Task description
Pull out each line of the material below that contains the word "gray".

[Coordinate annotation records]
━━━━━━━━━━━━━━━━

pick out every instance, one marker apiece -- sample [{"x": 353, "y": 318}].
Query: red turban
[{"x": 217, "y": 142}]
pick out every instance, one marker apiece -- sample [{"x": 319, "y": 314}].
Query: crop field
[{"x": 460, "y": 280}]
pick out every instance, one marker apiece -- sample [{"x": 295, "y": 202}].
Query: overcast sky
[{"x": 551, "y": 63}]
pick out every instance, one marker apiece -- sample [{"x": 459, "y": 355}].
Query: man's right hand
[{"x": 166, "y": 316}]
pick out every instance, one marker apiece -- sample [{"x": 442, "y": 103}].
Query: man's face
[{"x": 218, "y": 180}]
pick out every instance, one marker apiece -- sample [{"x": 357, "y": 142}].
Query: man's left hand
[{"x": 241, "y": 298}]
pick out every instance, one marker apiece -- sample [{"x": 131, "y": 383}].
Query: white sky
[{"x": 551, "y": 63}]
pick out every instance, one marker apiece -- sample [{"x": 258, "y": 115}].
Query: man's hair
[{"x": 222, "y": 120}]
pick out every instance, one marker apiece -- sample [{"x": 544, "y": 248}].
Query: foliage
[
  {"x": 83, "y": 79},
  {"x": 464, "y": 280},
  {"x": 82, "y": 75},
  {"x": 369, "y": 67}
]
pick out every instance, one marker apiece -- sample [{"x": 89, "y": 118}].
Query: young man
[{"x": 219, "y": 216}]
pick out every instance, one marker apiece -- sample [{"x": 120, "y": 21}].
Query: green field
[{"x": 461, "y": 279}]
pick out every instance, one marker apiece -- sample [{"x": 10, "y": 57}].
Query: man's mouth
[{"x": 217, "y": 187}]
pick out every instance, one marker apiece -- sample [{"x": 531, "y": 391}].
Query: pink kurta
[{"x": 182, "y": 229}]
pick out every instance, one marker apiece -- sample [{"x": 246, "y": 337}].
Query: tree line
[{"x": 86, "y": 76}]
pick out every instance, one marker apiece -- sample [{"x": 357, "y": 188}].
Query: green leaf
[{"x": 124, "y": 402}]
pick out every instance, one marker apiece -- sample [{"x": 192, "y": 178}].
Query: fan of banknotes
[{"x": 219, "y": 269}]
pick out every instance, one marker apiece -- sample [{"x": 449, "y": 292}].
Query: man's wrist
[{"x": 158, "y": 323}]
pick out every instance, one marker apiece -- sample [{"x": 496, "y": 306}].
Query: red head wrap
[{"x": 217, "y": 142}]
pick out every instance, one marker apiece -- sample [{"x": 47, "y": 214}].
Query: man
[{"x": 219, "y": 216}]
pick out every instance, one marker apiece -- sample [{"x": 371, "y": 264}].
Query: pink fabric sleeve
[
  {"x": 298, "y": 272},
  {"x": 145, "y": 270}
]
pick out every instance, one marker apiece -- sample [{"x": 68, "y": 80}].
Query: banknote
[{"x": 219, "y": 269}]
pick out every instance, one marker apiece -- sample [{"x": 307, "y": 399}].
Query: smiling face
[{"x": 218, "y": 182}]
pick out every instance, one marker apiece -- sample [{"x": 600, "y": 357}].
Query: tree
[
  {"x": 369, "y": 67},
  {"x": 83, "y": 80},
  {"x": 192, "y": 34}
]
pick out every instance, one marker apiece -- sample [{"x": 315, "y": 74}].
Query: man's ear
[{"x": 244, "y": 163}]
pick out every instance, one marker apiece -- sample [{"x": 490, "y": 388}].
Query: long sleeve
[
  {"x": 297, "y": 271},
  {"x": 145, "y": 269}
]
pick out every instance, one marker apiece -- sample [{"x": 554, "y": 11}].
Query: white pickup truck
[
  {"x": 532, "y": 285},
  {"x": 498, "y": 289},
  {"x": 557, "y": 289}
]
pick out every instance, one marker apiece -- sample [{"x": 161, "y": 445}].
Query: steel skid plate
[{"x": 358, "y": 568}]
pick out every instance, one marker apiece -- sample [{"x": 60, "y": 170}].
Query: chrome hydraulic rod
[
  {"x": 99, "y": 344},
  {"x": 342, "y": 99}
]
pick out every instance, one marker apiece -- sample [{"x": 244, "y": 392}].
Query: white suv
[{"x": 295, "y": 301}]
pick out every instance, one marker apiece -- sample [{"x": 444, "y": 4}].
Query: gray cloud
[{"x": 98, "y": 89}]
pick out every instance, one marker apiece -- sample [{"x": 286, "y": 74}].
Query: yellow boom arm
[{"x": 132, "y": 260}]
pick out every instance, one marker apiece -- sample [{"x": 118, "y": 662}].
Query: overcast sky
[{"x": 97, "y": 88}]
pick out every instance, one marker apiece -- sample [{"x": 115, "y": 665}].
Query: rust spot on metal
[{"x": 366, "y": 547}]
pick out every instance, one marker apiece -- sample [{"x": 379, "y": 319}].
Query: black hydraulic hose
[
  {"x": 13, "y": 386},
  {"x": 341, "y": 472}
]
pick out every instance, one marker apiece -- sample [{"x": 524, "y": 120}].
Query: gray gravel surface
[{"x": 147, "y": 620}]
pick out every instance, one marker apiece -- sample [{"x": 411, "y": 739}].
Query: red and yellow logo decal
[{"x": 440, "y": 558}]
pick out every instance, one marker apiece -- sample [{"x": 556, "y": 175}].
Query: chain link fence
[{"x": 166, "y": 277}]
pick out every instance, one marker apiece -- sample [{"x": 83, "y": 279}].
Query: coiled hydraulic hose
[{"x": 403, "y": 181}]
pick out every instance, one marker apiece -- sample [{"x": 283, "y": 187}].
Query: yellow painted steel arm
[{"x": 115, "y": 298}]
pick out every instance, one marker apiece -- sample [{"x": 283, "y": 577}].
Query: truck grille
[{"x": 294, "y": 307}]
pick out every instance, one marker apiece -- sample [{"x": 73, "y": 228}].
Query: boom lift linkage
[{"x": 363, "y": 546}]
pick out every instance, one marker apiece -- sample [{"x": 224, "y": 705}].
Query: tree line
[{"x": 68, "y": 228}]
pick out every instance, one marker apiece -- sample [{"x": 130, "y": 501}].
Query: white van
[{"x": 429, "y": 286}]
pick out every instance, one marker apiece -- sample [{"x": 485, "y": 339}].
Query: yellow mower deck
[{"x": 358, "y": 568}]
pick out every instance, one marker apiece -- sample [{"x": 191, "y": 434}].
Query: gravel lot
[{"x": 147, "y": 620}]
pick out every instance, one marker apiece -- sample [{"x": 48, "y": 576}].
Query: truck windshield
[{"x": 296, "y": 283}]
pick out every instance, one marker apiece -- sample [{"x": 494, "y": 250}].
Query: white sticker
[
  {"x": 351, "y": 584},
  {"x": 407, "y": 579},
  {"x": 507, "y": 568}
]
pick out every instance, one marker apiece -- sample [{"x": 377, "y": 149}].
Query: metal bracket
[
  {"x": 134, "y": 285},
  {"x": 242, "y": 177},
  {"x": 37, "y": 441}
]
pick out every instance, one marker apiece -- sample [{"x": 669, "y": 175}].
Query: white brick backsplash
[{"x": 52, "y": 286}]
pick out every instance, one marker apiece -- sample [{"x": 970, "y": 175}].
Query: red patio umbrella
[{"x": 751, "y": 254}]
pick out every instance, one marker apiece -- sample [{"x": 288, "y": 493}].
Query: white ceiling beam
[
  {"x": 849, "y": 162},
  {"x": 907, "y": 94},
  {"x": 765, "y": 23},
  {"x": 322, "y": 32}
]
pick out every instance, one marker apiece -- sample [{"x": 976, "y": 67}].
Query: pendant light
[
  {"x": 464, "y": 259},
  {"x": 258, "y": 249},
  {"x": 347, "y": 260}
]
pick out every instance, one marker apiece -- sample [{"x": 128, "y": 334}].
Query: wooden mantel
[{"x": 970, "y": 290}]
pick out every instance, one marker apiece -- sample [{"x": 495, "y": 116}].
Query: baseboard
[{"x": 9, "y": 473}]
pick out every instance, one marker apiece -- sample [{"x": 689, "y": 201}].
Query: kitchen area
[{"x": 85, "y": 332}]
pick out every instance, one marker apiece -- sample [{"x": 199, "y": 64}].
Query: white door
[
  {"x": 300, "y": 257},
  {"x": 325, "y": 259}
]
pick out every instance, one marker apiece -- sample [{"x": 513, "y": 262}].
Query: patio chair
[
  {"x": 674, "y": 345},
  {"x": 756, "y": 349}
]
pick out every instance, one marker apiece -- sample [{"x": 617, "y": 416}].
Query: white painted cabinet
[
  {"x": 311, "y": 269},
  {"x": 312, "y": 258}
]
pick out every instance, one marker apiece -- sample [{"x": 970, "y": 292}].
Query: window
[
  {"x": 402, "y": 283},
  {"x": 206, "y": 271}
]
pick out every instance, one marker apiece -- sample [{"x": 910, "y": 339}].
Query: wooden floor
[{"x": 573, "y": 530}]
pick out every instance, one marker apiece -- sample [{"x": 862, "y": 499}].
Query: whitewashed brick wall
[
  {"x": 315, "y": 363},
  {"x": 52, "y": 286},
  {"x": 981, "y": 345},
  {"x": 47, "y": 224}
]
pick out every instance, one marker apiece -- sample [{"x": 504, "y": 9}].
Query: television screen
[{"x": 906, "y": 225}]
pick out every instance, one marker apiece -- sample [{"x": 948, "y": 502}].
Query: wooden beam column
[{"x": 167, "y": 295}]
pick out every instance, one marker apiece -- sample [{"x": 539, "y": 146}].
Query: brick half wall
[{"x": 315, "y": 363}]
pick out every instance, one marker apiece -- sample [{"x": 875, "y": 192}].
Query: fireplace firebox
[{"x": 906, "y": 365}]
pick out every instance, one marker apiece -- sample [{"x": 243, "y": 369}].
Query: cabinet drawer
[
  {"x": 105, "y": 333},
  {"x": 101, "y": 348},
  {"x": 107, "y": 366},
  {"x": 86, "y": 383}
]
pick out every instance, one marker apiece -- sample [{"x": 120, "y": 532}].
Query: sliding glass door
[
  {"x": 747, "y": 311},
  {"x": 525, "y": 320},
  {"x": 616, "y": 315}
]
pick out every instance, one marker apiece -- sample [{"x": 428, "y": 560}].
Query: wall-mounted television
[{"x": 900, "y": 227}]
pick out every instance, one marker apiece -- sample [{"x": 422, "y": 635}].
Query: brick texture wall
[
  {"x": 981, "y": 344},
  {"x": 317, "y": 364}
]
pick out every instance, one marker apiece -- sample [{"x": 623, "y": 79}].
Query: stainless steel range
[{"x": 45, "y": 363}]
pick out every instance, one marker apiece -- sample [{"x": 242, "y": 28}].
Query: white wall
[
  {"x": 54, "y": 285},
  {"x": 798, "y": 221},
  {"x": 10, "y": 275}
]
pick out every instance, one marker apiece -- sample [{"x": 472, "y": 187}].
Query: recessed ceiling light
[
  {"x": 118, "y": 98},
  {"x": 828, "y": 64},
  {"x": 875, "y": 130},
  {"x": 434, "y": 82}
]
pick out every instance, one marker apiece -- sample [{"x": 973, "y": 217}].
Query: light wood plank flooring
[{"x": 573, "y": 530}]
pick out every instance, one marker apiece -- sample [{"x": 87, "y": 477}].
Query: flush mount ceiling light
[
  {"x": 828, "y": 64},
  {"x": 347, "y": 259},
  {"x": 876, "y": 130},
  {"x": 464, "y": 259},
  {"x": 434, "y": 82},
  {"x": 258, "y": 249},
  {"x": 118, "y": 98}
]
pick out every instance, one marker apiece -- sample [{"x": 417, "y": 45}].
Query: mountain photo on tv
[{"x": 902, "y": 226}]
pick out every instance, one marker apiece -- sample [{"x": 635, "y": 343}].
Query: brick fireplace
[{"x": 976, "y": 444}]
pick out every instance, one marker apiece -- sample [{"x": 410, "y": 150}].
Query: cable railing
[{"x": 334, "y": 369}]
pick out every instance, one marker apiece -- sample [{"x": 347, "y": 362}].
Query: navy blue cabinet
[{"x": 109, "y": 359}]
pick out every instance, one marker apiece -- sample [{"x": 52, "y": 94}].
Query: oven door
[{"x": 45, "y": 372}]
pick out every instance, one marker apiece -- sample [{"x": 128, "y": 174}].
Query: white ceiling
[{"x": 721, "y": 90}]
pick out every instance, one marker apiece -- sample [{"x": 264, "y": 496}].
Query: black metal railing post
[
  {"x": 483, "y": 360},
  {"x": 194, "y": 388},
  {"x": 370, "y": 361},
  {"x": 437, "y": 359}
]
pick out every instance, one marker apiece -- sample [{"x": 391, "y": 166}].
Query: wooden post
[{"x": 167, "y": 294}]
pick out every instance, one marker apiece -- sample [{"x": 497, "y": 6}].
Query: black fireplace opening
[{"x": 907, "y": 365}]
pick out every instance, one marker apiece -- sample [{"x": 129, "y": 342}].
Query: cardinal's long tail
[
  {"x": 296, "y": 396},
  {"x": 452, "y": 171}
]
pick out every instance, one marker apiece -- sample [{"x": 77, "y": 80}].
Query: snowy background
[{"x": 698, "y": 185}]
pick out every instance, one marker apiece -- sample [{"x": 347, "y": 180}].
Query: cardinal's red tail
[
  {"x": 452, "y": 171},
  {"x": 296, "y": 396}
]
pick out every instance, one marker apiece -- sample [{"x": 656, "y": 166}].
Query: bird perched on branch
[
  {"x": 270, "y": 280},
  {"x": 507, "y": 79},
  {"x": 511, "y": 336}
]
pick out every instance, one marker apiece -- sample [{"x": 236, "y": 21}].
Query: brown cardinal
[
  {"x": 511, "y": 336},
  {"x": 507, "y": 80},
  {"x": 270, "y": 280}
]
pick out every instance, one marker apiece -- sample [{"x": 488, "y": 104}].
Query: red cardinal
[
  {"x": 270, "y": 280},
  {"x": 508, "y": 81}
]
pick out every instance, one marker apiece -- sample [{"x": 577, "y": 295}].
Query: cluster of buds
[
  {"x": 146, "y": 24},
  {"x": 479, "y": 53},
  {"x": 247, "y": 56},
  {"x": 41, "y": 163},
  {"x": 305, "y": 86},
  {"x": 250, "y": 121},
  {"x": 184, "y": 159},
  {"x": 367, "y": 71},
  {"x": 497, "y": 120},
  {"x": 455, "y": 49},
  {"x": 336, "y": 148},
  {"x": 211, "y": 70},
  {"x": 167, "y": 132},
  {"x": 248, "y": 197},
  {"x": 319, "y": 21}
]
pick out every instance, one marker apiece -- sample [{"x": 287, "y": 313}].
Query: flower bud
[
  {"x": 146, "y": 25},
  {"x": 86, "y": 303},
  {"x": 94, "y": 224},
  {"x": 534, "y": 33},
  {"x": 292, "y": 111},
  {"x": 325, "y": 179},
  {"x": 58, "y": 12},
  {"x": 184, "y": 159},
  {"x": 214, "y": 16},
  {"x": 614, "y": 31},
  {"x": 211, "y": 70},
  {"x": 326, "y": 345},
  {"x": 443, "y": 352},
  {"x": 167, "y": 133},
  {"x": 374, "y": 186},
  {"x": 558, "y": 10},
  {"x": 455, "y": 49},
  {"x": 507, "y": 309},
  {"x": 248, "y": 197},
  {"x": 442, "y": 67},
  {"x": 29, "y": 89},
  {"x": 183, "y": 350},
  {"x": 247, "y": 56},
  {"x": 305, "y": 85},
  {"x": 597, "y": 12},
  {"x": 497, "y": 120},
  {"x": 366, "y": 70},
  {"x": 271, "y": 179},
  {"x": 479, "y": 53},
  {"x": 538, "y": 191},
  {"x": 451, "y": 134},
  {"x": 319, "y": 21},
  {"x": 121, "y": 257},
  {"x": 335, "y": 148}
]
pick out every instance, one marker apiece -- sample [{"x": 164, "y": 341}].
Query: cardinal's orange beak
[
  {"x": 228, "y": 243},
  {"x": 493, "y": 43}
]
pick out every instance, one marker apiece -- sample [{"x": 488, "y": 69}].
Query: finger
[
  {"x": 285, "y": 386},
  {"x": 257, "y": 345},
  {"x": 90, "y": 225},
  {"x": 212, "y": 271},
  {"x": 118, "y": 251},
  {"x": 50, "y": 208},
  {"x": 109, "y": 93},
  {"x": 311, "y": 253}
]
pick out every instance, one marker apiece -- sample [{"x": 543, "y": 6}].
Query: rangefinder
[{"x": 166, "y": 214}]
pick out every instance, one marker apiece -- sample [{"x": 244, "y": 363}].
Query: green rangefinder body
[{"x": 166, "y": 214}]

━━━━━━━━━━━━━━━━

Reply
Query: gray cloud
Query: gray gravel surface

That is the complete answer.